__EXERCISE PROMPT__
From the notes on Schur-Horn arrays, reproduce word for word the passage starting with "are the main" and going on through "or nearly independent.".

## begin DOCUMENT SECTION

Math 289A: Formalism of Schur-Horn Arrays

The right way to set up the classical limit theorems of probability theory is to start with a triangular array of real random variables

$\begin{matrix} X_{11} & {} & {} \\ X_{21} & X_{22} & {} \\ X_{31} & X_{32} & X_{33} \\ \vdots & \vdots & \vdots\end{matrix}.$

Your first exposure to the law of large numbers and central limit theorem likely involved a different setup, namely an infinite sequence

$X_1,X_2,X_3,\dots$

of iid random variables, whose partial sums

$S_N=X_1 + \dots + X_N$

are the main object of interest. There are some non-negligible advantages to the triangular array setup, for example the fact that the rows do not have to be defined on a common underlying probability space. The $N \to \infty$ behavior of the row sums

$S_N = X_{N1}+ \dots + X_{NN}$

is the topic of slightly more advanced and flexible versions of the central limit theorem. This result and other classical limit theorems apply to the situation when the random variables in each row of the triangular array are independent or nearly independent.

We are interested in triangular arrays of random variables as above which arise from an underlying deterministic data set

$\begin{matrix} B_{11} & {} & {} \\ B_{21} & B_{22} & {} \\ B_{31} & B_{32} & B_{33} \\ \vdots & \vdots & \vdots\end{matrix}.$

The triangular array of random variables associated to this data has rows defined by

$\begin{bmatrix} X_{N1} \\ \vdots \\ X_{NN} \end{bmatrix} = \begin{bmatrix} {} & \vdots & {}\\ \dots & |U_{ij}|^2 & \dots \\ {} & \vdots & {}\end{bmatrix}\begin{bmatrix} B_{N1} \\ \vdots \\ B_{NN} \end{bmatrix}$

where $U_N=[U_{ij}]$ is a uniformly random unitary matrix of rank $N.$ Thus, the random vector $(X_{N1},\dots,X_{NN})$ is a random linear transformation of the deterministic data $(B_{N1},\dots,B_{NN}).$ Because the entries of $U_N$ are highly correlated (rows are orthonormal, columns are orthonormal) the random variables $X_{N1},\dots,X_{NN}$ are far from independent. They are, however, exchangeable.

## end DOCUMENT SECTION
## begin DATA SECTION

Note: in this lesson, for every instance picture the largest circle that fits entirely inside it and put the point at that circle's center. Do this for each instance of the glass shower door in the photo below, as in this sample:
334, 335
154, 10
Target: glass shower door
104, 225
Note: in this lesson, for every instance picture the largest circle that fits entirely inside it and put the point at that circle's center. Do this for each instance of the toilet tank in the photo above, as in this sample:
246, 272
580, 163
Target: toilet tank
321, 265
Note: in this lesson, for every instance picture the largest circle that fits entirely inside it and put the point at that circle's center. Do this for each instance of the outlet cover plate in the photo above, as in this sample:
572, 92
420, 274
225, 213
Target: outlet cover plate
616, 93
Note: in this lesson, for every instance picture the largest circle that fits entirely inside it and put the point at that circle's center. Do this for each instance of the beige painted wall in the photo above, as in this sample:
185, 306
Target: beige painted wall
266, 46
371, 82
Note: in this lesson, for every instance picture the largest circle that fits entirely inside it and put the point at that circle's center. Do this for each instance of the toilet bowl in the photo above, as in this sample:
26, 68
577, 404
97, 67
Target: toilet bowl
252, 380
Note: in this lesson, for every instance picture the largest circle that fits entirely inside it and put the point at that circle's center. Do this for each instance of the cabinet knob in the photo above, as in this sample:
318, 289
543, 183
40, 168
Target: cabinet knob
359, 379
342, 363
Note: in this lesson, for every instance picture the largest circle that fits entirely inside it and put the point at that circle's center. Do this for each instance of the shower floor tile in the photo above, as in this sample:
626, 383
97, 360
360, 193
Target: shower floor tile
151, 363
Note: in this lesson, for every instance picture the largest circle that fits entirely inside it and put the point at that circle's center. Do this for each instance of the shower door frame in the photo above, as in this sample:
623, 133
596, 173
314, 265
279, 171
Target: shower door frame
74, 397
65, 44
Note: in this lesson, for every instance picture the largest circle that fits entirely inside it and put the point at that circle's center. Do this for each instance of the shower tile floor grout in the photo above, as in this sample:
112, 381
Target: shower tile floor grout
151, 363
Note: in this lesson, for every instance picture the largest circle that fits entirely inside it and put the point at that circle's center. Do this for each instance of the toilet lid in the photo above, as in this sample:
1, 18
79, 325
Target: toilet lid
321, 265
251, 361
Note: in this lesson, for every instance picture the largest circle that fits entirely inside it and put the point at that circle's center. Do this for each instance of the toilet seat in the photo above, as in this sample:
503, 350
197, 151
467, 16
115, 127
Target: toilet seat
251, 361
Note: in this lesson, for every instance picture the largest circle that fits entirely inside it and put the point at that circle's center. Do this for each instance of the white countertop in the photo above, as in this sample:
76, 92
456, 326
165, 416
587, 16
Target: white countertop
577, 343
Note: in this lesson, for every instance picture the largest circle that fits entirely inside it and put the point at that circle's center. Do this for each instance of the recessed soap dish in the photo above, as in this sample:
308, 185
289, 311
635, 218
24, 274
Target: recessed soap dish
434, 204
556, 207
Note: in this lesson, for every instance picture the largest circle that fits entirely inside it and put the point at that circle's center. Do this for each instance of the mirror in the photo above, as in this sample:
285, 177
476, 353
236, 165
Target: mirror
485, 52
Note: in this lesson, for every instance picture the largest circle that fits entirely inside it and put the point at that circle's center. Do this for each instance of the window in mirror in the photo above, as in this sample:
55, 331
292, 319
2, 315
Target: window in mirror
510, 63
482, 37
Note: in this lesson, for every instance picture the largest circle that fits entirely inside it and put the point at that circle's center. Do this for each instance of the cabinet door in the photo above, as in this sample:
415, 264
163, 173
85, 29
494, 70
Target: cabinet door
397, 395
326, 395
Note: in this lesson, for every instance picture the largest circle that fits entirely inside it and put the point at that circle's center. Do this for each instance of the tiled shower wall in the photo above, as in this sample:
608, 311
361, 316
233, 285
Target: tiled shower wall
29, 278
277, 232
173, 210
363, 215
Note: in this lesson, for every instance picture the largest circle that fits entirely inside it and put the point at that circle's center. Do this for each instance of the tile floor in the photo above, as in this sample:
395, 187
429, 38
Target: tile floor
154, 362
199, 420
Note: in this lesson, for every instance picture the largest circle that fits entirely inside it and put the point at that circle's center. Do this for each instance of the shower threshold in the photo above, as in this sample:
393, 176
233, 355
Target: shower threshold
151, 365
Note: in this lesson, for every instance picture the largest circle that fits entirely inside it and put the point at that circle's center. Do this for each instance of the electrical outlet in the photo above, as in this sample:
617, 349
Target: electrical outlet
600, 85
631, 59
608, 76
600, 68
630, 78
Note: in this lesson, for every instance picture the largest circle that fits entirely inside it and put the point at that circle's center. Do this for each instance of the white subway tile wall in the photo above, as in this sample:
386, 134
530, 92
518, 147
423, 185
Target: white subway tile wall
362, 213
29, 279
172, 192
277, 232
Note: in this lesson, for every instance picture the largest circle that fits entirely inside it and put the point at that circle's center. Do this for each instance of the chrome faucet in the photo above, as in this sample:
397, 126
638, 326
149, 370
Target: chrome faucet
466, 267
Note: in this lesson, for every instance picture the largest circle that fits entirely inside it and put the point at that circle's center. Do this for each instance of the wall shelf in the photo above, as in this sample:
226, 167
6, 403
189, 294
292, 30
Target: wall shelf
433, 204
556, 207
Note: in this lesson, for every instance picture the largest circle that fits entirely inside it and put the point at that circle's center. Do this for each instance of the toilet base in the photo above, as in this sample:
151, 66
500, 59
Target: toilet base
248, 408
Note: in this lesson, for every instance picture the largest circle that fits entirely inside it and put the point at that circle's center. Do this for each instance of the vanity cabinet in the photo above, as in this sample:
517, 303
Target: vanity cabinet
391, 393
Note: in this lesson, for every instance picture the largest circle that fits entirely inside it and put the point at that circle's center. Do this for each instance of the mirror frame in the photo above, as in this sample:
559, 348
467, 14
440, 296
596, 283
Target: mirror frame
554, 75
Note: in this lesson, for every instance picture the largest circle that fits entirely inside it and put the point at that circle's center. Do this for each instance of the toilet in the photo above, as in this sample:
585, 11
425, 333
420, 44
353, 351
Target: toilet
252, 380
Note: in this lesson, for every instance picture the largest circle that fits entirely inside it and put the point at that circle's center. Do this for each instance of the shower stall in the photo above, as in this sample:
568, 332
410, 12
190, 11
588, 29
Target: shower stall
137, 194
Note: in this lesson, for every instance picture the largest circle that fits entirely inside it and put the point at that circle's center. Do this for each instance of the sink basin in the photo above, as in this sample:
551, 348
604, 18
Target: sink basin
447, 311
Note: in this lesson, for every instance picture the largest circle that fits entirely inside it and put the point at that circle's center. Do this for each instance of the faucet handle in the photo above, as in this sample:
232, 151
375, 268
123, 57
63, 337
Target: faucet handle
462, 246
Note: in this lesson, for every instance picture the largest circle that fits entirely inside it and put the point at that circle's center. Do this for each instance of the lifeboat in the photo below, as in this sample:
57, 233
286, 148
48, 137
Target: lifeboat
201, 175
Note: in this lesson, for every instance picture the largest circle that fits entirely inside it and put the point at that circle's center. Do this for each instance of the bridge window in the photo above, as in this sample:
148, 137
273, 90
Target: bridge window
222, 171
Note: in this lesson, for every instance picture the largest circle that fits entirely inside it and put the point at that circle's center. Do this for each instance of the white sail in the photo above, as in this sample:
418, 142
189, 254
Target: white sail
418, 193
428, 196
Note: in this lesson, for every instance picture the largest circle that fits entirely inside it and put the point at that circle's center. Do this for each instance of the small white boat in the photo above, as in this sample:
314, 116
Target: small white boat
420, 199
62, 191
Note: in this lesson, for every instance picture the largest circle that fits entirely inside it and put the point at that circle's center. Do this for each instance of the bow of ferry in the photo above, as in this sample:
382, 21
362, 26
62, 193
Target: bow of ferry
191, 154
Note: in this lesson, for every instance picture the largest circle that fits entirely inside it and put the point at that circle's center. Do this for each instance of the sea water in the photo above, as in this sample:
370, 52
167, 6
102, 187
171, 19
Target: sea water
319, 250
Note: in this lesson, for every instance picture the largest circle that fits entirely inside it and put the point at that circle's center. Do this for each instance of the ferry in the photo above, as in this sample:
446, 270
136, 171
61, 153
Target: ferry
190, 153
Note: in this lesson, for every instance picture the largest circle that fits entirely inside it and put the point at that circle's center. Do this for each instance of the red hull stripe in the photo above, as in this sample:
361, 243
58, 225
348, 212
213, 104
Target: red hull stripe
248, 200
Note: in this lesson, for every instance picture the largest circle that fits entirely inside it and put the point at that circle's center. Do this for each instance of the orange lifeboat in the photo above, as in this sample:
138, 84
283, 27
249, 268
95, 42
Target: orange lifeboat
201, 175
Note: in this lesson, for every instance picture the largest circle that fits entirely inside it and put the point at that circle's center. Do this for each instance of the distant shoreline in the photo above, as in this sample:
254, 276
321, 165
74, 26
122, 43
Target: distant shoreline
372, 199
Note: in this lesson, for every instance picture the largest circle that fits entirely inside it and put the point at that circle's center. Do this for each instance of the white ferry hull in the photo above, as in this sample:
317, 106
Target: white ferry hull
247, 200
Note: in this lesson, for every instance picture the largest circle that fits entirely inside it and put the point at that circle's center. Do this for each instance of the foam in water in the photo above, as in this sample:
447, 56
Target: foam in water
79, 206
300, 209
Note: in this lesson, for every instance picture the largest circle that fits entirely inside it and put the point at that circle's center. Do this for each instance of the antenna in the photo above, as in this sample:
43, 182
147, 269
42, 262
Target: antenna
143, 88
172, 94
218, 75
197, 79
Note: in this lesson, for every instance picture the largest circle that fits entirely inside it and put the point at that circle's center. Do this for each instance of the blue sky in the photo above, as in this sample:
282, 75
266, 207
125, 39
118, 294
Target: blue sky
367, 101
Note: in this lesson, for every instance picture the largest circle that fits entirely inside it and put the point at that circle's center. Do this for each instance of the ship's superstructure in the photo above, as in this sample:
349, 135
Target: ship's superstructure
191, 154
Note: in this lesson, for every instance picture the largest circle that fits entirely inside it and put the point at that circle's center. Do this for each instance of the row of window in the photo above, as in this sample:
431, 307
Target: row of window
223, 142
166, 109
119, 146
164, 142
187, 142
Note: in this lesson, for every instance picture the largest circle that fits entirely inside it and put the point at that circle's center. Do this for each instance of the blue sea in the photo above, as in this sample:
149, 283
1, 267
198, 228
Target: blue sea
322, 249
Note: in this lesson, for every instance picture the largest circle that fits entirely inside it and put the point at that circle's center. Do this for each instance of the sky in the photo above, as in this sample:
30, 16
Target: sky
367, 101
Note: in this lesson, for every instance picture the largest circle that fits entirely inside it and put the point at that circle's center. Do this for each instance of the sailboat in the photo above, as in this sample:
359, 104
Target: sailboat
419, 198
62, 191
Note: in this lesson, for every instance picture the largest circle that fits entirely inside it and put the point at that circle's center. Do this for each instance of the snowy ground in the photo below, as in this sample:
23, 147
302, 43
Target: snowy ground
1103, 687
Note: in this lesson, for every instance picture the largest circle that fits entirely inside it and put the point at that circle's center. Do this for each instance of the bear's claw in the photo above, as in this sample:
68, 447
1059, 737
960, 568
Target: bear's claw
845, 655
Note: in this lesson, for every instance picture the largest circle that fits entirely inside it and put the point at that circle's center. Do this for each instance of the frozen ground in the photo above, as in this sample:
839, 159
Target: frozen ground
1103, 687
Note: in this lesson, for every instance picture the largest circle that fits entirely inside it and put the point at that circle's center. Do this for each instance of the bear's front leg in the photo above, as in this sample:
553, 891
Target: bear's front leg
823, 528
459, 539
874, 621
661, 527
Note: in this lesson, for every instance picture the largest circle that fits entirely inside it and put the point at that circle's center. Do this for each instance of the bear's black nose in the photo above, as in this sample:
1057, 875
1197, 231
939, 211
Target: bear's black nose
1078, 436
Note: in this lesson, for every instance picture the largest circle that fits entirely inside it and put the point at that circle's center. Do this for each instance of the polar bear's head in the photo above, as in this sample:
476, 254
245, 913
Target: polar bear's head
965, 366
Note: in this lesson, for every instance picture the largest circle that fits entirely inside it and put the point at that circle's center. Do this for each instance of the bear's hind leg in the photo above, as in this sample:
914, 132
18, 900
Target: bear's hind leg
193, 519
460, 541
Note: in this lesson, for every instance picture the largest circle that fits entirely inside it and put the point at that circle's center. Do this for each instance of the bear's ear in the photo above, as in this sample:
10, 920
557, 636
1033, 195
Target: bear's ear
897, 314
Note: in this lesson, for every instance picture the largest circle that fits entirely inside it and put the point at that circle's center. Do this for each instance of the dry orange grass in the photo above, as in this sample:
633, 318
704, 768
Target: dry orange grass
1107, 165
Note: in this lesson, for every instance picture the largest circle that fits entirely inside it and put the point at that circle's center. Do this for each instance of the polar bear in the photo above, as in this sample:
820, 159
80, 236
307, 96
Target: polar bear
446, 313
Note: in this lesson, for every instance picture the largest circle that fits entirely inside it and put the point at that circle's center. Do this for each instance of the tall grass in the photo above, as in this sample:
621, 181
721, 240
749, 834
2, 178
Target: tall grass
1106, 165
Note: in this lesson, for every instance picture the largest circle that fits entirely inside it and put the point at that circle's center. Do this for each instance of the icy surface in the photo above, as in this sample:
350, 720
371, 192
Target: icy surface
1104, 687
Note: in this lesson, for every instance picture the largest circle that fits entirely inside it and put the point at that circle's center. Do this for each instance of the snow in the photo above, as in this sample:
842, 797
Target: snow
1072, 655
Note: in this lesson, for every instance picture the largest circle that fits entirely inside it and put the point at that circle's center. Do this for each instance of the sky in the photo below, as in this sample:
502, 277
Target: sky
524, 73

## end DATA SECTION

__OUTPUT BELOW__
are the main object of interest. There are some non-negligible advantages to the triangular array setup, for example the fact that the rows do not have to be defined on a common underlying probability space. The $N \to \infty$ behavior of the row sums

$S_N = X_{N1}+ \dots + X_{NN}$

is the topic of slightly more advanced and flexible versions of the central limit theorem. This result and other classical limit theorems apply to the situation when the random variables in each row of the triangular array are independent or nearly independent.